- Problem to work on -
What lines in the records below hold the string "water"? Please show them.

- Records for this exercise -
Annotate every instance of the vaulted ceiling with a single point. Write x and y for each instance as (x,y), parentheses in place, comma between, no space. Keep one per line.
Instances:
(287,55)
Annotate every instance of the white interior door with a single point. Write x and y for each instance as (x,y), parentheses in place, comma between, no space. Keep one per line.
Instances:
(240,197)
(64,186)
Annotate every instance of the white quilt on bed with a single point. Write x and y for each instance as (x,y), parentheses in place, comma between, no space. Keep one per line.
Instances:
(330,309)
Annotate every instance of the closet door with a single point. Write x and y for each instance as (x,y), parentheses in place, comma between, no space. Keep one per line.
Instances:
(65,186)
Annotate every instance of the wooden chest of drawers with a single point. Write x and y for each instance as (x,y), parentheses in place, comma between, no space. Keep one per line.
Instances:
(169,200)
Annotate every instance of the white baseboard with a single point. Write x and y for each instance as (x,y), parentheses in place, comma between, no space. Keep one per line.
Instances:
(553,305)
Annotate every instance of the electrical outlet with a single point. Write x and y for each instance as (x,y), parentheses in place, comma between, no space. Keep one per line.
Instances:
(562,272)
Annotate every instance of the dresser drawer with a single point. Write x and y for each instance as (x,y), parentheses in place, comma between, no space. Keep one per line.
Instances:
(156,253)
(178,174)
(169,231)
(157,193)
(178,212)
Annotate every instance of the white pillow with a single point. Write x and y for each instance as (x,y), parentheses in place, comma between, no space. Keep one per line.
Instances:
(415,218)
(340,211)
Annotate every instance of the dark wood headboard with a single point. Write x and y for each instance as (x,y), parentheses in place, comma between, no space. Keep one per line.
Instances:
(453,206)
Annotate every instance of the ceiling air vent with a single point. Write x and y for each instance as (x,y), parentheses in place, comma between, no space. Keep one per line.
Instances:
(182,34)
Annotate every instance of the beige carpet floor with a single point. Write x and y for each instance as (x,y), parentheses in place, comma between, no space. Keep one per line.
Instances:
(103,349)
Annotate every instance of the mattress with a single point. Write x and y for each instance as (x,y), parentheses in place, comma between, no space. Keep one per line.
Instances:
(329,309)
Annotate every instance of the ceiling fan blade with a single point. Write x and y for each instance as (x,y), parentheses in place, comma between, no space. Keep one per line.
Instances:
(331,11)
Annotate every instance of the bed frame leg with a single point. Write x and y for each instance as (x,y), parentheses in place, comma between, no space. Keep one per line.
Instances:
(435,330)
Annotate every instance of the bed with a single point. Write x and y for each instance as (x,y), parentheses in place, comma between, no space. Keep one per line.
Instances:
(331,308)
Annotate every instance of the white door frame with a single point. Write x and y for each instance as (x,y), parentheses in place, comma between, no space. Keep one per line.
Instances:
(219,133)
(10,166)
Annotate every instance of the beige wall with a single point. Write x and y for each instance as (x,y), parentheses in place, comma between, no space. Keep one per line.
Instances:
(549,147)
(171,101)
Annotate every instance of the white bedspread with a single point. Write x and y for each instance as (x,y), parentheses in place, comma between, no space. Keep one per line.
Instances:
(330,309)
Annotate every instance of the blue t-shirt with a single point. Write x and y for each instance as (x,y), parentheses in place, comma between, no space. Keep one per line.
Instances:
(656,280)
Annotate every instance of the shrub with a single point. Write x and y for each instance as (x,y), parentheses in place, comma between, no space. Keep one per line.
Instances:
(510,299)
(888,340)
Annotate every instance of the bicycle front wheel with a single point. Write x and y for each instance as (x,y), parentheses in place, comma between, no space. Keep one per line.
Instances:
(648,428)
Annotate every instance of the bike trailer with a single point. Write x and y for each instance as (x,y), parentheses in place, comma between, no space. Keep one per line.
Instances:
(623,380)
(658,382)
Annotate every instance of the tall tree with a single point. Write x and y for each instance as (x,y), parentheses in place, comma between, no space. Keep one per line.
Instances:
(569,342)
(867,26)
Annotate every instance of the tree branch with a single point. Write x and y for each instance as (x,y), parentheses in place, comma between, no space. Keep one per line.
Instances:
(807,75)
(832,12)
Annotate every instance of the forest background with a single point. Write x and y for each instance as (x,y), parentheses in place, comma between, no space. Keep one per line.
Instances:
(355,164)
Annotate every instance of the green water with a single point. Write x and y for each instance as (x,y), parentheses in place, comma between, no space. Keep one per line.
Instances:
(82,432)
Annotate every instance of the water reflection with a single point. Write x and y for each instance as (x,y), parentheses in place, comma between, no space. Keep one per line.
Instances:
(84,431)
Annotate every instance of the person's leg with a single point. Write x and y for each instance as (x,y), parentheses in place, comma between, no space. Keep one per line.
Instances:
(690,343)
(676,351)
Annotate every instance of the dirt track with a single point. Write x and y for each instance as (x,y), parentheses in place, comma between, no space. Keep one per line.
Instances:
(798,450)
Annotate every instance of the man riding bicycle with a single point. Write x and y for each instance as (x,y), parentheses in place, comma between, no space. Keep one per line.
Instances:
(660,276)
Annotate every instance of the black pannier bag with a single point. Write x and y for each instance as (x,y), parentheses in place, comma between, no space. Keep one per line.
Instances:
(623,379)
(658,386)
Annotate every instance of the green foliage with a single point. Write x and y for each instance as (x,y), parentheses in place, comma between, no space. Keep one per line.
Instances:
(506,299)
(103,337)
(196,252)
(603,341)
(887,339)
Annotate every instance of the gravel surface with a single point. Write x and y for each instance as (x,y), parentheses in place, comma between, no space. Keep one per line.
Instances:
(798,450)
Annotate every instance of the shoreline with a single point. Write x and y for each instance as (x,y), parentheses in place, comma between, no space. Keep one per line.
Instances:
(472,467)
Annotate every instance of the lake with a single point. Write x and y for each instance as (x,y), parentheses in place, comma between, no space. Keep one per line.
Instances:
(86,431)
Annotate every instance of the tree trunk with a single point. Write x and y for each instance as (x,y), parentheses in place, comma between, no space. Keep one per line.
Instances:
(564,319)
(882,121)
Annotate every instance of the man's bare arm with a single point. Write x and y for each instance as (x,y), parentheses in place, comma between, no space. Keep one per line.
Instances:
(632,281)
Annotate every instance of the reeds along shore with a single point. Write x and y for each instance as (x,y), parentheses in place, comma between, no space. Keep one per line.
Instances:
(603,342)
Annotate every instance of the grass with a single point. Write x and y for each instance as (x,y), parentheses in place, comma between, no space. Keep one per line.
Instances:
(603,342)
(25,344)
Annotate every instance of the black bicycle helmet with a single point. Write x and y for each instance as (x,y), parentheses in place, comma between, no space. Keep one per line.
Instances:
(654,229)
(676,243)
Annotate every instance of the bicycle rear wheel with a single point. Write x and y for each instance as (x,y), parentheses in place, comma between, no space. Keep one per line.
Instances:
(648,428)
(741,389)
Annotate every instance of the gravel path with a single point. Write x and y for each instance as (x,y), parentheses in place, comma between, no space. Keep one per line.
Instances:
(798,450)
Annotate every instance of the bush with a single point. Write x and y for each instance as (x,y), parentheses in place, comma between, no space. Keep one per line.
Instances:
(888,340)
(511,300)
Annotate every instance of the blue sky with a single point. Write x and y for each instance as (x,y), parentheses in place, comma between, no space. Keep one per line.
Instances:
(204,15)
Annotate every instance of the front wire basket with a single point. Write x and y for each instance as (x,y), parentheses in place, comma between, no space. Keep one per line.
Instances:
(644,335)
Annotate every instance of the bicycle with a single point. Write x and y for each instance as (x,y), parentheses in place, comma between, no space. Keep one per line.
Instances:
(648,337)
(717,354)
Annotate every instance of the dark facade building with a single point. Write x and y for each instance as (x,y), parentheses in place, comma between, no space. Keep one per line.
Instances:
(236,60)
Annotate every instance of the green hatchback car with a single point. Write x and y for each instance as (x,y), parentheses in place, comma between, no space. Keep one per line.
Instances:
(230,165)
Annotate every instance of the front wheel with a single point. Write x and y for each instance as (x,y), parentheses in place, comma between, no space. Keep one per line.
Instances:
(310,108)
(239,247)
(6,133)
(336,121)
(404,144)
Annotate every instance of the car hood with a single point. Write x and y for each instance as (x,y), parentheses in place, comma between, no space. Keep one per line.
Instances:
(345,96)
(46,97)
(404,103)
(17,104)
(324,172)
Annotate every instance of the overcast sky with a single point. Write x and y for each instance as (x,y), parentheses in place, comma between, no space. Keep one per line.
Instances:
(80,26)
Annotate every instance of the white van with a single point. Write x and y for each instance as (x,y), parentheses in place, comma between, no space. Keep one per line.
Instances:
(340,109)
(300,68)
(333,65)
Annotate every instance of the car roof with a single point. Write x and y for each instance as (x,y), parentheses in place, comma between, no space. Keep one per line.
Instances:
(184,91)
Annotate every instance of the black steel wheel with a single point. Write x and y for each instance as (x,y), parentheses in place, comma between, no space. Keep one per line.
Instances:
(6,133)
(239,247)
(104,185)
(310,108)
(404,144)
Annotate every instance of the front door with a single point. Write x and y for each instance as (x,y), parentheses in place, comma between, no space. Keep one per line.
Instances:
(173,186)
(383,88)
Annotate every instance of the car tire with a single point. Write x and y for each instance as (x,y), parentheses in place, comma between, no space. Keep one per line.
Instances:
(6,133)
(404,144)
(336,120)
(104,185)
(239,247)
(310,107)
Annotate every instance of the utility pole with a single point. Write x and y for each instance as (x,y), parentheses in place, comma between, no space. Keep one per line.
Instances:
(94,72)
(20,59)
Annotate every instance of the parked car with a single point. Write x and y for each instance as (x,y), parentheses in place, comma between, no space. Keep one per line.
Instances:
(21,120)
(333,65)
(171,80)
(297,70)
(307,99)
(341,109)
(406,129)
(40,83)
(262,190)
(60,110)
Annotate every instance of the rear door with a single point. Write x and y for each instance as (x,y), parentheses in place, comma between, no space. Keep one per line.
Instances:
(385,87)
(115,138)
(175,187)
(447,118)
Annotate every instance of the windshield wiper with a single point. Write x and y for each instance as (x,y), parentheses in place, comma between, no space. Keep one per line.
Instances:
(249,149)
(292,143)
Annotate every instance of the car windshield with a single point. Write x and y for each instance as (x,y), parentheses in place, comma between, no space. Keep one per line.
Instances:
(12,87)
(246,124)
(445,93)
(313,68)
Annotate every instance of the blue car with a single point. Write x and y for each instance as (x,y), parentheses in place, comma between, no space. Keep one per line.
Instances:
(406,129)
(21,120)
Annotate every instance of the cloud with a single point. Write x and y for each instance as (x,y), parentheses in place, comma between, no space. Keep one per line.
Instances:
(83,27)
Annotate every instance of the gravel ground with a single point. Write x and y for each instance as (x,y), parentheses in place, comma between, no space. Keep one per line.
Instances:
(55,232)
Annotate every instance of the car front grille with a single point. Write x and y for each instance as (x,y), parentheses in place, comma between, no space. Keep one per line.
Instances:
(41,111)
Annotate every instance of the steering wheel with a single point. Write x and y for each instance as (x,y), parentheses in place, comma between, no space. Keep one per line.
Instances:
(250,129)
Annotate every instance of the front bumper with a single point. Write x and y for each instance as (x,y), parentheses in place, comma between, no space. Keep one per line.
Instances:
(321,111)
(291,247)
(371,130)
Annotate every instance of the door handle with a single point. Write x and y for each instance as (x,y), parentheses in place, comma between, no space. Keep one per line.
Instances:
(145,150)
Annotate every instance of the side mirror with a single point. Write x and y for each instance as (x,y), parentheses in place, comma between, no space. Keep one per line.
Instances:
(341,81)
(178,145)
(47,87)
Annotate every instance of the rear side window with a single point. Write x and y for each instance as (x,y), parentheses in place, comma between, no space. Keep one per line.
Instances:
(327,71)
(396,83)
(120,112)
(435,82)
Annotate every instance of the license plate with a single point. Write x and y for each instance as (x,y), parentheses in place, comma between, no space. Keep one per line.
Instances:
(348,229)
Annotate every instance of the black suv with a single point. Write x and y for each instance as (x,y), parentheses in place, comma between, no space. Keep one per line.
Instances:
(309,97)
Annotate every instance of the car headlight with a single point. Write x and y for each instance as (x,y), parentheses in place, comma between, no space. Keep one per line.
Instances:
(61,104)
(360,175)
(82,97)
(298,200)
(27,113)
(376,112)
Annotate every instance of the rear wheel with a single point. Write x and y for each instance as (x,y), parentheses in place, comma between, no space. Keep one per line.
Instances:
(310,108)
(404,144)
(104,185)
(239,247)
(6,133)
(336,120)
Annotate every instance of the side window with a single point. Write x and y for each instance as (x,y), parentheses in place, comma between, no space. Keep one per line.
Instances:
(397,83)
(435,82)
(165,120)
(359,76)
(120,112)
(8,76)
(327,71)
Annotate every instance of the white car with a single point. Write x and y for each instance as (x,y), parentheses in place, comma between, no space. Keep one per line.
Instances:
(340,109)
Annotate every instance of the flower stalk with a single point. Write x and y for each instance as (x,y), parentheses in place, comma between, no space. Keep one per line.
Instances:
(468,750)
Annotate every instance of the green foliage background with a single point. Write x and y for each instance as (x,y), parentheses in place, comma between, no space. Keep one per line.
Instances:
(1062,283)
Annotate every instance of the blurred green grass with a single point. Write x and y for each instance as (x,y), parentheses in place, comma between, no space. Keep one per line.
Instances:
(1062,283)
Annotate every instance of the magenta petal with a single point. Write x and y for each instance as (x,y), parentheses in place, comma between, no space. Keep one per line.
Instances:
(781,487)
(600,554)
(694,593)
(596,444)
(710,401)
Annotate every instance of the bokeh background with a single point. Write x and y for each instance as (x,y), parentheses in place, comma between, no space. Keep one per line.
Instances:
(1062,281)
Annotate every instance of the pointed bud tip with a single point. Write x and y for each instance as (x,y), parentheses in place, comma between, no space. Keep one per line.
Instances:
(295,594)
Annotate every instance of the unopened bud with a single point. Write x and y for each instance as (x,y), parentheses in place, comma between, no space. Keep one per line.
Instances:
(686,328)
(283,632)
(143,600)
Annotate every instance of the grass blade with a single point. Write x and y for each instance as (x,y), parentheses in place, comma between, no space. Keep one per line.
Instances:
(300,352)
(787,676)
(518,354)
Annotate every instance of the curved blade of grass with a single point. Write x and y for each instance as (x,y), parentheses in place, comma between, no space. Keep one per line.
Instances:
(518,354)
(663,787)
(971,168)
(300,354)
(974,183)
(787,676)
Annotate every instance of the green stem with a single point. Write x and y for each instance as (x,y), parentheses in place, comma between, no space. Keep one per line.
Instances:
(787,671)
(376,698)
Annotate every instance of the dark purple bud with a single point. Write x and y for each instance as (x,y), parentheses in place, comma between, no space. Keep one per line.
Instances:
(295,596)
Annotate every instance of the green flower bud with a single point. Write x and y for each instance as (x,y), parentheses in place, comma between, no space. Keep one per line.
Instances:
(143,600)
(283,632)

- Exercise result -
Annotate every instance of the green water with a single point. Write x and y for each instance as (x,y), parentheses in place, comma between, no space. Keep one per line.
Annotate every instance of the water reflection with a single point. Write x and y for each instance as (x,y), parentheses in place, comma between, no space. Keep one per line.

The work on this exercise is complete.